CONSIGNE:
Réécrivez le passage de l'article sur le film Priscilla depuis "Avec Priscilla, Sofia" jusqu'à "de Sofia Coppola." inclus, en remplaçant "biopic" par "film biographique".

TEXTE PROPOSÉ:
^^^^^^^^
Avec Priscilla, Sofia Coppola signe l’un de ses plus beaux films et venge Priscilla Presley
La réalisatrice américaine Sofia Coppola dévoilera ce mercredi 3 janvier 2024 un biopic sur Priscilla Presley, qui fut la femme d’Elvis Presley de 1967 à 1972 avant de prendre sa liberté. Basé sur l’autobiographie poignante de la it girl, Elvis and Me, publiée en 1985, le long-métrage, sublime récit d’émancipation, est l’un des plus beaux films de Sofia Coppola.
par Violaine Schütz.
^^^^^^^^
ITEMS FOURNIS:
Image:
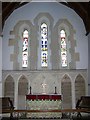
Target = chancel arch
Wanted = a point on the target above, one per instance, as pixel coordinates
(9, 87)
(79, 86)
(66, 92)
(22, 91)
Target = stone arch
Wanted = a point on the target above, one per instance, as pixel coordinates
(66, 92)
(71, 44)
(79, 86)
(9, 87)
(48, 20)
(22, 91)
(17, 43)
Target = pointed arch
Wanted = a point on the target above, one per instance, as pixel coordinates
(66, 92)
(22, 85)
(79, 86)
(22, 91)
(9, 87)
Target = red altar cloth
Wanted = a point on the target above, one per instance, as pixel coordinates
(43, 97)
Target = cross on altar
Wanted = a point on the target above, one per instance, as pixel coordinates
(43, 85)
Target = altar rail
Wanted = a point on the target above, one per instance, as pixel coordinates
(43, 111)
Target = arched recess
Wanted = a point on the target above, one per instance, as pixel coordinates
(9, 87)
(79, 86)
(22, 92)
(66, 92)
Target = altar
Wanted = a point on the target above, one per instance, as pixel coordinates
(43, 102)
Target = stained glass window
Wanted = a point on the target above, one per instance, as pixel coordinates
(63, 48)
(44, 45)
(25, 49)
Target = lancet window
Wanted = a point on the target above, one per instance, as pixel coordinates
(25, 49)
(44, 45)
(63, 48)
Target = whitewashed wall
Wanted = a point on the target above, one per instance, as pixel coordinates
(57, 11)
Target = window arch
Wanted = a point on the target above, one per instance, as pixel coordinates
^^^^^^^^
RÉPONSE ATTENDUE:
Avec Priscilla, Sofia Coppola signe l’un de ses plus beaux films et venge Priscilla Presley
La réalisatrice américaine Sofia Coppola dévoilera ce mercredi 3 janvier 2024 un film biographique sur Priscilla Presley, qui fut la femme d’Elvis Presley de 1967 à 1972 avant de prendre sa liberté. Basé sur l’autobiographie poignante de la it girl, Elvis and Me, publiée en 1985, le long-métrage, sublime récit d’émancipation, est l’un des plus beaux films de Sofia Coppola.